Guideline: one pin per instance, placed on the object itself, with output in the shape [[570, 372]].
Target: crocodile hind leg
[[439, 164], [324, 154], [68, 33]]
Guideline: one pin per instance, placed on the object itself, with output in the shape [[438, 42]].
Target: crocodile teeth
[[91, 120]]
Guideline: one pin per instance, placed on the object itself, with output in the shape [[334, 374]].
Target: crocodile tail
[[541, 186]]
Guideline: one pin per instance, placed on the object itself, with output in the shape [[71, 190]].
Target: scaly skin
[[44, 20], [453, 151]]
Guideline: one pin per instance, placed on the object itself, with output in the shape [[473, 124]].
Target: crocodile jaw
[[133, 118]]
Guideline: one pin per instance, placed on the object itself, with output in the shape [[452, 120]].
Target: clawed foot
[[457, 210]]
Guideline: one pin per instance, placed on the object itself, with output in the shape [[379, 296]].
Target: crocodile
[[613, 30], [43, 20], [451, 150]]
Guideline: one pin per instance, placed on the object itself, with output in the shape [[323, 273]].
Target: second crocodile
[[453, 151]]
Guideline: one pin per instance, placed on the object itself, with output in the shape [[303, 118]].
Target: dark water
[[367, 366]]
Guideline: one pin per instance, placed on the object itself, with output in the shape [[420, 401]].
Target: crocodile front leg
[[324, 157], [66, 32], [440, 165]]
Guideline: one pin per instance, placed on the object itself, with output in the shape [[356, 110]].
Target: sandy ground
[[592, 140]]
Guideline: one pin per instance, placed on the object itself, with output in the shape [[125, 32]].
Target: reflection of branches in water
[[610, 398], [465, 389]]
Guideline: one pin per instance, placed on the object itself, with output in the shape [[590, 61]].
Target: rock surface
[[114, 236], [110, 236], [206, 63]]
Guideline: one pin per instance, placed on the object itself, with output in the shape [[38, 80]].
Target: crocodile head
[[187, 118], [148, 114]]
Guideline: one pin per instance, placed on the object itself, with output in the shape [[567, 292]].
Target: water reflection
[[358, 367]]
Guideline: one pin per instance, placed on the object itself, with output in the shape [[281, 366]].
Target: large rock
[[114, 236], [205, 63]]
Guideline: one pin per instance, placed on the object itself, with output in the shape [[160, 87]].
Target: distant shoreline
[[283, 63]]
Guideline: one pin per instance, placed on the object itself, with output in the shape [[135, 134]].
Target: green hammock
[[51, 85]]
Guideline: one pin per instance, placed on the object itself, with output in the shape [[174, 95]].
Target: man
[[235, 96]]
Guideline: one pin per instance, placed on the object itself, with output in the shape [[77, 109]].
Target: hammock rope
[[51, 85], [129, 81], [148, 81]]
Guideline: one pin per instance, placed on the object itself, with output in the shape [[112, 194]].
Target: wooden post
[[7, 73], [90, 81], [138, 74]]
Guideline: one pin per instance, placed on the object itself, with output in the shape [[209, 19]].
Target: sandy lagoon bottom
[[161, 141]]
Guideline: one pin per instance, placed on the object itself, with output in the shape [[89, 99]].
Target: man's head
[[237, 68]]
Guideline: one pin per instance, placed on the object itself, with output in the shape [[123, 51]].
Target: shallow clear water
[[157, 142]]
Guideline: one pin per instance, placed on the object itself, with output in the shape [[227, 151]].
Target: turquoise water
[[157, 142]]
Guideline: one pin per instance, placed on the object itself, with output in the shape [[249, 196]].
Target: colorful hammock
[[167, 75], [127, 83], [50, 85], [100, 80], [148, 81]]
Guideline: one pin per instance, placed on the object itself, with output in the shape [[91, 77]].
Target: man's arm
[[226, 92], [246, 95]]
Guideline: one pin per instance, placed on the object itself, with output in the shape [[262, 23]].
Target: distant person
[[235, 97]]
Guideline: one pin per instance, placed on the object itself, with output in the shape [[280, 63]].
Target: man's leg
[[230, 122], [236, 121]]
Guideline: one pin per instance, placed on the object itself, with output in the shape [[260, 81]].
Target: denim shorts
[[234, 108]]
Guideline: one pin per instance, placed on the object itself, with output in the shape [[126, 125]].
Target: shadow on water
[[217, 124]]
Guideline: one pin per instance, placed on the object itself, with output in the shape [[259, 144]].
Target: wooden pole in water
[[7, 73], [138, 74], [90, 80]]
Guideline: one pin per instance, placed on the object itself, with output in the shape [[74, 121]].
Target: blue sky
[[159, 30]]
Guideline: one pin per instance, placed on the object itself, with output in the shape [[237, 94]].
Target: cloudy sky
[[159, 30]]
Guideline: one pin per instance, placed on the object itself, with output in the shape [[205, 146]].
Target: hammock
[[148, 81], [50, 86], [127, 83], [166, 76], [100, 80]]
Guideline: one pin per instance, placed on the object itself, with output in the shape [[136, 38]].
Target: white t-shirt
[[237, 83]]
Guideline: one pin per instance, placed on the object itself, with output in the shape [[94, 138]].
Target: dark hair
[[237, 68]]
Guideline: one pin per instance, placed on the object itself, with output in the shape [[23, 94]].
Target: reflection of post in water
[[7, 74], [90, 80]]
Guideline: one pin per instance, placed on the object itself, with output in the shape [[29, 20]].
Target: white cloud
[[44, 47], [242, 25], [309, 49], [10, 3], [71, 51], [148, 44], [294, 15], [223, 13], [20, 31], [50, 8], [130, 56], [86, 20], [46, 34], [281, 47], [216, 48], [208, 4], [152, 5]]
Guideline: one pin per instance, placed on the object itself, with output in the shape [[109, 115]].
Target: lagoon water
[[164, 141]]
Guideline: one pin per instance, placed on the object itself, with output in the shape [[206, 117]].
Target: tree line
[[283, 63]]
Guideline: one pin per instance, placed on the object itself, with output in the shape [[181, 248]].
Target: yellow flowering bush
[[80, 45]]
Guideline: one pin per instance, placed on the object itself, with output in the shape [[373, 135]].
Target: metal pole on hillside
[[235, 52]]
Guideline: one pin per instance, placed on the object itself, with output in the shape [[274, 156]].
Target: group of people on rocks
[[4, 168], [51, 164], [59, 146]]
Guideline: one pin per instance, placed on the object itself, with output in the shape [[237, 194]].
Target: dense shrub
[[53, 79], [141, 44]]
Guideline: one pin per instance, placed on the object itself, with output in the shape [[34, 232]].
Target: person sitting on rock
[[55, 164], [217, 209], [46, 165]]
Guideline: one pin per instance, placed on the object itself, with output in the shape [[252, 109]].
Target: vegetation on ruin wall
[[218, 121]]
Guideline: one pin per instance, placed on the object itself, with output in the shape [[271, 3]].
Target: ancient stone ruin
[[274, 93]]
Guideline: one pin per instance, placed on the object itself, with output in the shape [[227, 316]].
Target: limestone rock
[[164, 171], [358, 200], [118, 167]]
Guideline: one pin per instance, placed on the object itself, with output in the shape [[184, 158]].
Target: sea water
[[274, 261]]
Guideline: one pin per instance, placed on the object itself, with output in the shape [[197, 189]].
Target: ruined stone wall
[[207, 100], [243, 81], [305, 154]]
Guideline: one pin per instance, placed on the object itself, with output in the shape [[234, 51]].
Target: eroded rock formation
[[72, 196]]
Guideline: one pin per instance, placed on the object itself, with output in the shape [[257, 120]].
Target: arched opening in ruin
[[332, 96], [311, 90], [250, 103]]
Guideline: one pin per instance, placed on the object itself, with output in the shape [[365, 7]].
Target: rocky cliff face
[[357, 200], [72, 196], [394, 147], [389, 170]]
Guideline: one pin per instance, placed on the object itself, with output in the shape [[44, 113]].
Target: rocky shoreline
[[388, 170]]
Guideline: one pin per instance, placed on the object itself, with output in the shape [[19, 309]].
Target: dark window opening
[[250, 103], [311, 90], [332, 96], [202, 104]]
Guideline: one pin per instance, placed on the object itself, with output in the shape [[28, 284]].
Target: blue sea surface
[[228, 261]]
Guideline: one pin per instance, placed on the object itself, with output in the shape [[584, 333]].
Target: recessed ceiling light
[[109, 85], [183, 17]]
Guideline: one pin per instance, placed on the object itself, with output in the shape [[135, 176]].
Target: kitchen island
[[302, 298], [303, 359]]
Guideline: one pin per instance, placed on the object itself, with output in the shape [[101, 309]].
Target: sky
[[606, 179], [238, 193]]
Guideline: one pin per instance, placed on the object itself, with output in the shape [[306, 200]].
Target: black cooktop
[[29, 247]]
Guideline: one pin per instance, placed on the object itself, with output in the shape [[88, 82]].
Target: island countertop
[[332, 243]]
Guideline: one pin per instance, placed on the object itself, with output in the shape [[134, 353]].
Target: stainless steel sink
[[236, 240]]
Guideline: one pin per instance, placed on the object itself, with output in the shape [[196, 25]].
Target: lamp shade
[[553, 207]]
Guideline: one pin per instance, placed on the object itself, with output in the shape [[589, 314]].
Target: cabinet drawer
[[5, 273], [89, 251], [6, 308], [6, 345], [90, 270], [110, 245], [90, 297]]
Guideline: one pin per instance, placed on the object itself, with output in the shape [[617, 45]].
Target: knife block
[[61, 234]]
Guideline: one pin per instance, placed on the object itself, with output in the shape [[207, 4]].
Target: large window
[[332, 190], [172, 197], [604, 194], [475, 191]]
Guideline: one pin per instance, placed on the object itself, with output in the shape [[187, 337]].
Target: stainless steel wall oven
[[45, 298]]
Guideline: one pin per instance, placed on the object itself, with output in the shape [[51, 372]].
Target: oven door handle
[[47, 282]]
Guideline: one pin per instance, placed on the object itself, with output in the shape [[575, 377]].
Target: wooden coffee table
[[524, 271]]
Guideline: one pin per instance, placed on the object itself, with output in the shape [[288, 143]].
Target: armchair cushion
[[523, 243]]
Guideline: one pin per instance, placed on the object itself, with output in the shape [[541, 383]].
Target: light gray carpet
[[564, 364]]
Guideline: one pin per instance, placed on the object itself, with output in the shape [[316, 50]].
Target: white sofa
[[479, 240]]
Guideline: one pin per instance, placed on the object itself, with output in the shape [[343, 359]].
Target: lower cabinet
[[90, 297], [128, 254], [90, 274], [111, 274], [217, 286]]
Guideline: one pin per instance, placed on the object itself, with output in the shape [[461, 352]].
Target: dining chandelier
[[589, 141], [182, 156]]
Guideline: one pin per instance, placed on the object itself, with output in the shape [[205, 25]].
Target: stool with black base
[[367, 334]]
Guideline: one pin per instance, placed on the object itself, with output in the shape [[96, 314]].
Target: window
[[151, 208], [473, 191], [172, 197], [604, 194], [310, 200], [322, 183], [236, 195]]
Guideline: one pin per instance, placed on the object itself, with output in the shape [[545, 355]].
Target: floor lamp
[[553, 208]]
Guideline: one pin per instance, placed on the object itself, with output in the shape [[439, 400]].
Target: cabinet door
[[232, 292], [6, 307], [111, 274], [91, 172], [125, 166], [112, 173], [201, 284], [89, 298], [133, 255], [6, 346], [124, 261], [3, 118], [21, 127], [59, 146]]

Problem statement
Format the material as a Markdown table with the columns "Row" and "Material line," giving one row per line and leaving out blank lines. Start at the line containing "shape [[227, 316]]." and stop after the line containing "[[274, 261]]", including both.

Answer to this exercise
| Row | Material line |
|---|---|
| 1 | Guideline: one pin per instance, placed on the object itself, with output in the shape [[227, 316]]. |
| 2 | Target: limestone rock |
| 3 | [[164, 171], [358, 200], [118, 167]] |
| 4 | Guideline: one pin per instance, placed on the object itself, with output in the shape [[184, 158]]. |
| 5 | Target: sea water |
| 6 | [[274, 261]] |